Exercise goal → Rewrite the lines from the first one through the line containing "[(97, 138), (52, 87)]", inclusive, as a numbered list, omitting any blank lines.

Data records →
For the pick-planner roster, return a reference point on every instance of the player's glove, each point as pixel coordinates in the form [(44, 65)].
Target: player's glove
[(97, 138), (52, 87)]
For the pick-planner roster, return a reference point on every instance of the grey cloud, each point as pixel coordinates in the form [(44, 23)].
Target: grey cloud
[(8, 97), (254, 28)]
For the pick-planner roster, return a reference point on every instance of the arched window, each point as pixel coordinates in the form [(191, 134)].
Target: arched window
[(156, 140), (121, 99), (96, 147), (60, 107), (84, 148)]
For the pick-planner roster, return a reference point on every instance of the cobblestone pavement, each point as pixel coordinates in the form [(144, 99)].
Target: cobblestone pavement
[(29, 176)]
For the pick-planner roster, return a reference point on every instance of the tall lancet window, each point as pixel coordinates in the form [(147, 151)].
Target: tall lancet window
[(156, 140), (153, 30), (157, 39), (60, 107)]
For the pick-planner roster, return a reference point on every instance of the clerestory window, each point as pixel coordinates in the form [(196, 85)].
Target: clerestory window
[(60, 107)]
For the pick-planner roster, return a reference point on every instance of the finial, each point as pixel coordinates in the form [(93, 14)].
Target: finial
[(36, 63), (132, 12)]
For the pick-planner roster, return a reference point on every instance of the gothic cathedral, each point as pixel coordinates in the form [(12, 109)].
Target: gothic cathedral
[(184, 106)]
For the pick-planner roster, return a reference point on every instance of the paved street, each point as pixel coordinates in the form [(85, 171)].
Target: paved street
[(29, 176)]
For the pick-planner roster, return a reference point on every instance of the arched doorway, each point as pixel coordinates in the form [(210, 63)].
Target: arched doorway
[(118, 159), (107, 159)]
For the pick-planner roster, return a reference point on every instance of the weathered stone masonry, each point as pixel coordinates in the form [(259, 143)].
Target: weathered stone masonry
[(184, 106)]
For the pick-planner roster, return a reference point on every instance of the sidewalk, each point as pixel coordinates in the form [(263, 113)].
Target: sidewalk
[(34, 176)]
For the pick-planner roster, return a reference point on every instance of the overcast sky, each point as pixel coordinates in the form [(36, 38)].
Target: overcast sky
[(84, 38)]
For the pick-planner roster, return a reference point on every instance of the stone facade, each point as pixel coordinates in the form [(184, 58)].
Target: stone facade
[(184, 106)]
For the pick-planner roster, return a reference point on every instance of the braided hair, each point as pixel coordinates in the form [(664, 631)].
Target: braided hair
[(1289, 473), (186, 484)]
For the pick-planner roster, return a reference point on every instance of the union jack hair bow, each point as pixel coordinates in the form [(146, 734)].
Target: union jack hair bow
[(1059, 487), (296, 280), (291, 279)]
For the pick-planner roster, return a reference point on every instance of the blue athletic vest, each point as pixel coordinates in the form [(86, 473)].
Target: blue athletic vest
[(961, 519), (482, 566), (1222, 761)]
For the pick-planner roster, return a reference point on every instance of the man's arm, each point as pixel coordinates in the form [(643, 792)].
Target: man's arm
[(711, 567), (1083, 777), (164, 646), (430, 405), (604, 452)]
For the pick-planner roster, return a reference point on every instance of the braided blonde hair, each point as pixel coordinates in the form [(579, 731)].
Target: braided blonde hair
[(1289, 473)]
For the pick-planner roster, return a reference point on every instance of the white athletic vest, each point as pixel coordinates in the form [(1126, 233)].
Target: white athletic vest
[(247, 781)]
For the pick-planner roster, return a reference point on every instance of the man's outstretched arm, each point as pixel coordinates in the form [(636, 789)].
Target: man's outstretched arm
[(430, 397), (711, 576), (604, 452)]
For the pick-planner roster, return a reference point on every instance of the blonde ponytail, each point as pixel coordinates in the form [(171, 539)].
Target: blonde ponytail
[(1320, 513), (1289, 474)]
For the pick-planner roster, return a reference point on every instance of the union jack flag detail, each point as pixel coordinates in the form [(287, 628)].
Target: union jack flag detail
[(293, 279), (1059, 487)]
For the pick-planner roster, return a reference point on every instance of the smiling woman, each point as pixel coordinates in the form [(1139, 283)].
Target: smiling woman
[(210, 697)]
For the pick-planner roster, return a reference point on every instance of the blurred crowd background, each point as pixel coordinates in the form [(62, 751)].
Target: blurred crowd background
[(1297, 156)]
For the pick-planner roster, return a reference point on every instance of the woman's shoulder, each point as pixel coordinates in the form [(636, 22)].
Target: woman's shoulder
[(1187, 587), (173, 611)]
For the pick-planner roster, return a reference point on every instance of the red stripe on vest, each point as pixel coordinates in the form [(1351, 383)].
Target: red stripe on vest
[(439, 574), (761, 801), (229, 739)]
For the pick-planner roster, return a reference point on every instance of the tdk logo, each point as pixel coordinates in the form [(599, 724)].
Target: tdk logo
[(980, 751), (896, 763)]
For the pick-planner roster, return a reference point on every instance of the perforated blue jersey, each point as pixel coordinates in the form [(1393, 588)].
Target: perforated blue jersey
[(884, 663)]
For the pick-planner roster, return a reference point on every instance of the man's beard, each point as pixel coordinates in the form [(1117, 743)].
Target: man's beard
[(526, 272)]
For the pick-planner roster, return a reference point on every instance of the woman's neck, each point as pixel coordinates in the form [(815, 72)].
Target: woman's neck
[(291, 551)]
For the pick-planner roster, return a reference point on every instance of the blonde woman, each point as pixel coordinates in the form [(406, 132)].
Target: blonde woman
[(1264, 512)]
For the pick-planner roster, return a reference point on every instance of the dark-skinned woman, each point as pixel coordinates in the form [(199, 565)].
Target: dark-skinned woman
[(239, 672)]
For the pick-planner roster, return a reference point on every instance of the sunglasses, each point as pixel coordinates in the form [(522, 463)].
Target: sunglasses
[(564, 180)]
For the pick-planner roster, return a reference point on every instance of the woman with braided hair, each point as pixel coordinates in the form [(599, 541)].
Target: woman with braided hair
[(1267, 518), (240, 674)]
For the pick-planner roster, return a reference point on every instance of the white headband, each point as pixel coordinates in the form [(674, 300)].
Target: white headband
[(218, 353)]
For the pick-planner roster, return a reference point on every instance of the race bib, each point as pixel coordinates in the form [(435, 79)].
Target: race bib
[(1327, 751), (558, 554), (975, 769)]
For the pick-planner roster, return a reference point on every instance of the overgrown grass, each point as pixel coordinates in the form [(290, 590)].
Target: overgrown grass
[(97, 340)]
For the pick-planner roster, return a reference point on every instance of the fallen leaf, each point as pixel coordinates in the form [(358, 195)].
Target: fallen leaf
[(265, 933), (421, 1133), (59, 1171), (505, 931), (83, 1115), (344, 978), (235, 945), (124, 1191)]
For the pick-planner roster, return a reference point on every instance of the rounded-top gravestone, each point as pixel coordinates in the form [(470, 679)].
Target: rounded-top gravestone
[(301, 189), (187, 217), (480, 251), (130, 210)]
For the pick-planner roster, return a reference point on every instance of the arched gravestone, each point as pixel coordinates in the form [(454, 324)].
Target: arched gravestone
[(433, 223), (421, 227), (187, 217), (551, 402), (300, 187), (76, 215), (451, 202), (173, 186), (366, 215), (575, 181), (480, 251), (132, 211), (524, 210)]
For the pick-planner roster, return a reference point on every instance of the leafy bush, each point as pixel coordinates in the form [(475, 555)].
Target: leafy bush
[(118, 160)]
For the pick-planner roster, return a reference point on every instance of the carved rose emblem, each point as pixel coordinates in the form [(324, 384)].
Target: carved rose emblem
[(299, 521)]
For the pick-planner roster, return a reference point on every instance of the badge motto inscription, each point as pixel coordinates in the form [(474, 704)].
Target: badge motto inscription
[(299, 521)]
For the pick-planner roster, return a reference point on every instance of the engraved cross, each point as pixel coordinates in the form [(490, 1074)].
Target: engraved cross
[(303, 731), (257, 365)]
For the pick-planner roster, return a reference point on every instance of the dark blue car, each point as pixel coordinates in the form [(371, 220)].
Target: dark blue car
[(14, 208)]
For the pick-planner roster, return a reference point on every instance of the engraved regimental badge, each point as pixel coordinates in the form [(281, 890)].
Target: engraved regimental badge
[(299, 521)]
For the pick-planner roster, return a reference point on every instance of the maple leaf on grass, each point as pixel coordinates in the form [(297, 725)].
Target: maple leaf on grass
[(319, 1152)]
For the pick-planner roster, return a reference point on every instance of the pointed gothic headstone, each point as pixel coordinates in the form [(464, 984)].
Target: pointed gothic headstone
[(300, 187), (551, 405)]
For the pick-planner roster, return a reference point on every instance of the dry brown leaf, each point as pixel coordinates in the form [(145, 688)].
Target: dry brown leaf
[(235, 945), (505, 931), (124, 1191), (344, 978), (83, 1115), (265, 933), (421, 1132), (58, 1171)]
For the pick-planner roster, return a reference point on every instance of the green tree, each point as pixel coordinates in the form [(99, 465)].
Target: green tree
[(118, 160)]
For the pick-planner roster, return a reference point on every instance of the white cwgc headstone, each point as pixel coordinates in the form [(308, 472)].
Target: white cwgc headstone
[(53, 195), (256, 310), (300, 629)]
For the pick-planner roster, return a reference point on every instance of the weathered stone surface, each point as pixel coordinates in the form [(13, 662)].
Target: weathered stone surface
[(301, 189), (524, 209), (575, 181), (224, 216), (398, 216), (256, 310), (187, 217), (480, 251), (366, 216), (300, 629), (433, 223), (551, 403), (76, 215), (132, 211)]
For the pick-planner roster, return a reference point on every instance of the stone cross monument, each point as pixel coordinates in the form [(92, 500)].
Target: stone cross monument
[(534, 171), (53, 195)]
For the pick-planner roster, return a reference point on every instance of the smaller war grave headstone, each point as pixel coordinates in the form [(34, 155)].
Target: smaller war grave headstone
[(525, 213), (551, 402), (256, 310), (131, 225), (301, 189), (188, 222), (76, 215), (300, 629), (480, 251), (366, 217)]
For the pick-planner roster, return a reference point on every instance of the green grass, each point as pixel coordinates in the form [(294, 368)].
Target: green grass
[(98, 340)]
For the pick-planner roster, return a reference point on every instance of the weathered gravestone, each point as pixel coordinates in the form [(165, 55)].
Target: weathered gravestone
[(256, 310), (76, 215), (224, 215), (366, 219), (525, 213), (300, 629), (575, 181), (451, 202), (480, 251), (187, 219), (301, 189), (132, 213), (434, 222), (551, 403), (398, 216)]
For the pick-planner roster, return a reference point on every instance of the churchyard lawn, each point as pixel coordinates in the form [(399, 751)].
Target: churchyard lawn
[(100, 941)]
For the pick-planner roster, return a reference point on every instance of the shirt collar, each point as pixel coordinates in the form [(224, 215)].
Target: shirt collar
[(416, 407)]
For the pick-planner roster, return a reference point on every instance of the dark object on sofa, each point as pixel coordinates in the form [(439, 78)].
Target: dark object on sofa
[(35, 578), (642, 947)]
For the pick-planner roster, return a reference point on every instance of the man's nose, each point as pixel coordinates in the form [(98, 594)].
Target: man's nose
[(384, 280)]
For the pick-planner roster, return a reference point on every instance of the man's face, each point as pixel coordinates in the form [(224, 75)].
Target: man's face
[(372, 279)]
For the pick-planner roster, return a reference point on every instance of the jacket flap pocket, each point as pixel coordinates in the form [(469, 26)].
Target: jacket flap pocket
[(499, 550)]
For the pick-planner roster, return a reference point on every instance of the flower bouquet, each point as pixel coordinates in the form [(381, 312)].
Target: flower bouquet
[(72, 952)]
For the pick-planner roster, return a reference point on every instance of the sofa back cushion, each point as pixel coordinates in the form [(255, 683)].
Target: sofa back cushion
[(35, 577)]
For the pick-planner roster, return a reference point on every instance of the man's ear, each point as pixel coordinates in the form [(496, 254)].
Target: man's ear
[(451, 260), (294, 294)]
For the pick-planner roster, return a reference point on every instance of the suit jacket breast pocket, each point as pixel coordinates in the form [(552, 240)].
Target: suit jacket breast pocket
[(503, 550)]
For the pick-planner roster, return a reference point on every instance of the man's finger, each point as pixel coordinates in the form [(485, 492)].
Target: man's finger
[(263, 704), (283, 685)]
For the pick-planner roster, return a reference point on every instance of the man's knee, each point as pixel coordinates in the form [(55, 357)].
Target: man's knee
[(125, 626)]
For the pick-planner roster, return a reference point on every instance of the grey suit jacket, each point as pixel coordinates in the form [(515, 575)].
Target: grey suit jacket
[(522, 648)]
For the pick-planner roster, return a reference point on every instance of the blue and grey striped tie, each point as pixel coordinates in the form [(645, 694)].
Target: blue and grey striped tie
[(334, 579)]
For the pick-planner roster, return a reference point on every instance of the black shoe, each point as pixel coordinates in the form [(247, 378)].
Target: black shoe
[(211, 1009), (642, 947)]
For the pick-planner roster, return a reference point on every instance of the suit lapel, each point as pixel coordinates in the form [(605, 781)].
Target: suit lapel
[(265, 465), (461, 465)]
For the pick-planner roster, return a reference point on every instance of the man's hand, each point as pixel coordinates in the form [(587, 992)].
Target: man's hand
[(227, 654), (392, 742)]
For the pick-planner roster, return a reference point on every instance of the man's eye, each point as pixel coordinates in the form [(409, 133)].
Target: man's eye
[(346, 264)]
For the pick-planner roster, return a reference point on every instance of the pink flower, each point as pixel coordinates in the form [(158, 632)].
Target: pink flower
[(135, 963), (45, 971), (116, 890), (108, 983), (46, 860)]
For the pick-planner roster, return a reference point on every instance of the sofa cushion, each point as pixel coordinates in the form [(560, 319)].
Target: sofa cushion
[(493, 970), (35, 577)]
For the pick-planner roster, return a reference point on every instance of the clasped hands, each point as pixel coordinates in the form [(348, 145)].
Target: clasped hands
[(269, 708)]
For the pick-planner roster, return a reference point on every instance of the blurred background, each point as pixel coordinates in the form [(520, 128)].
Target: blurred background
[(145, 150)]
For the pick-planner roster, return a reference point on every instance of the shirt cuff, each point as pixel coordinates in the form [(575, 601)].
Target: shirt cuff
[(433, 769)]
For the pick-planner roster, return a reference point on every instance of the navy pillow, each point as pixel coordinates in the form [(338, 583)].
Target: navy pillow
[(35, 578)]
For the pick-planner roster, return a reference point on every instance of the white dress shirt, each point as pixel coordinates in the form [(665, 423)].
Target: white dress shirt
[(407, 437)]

Full output →
1. For the pick-planner roster, return a reference point on every instance of the player's glove, each point as pixel coordinates in the form [(44, 65)].
2. Target: player's glove
3. [(97, 138), (52, 87)]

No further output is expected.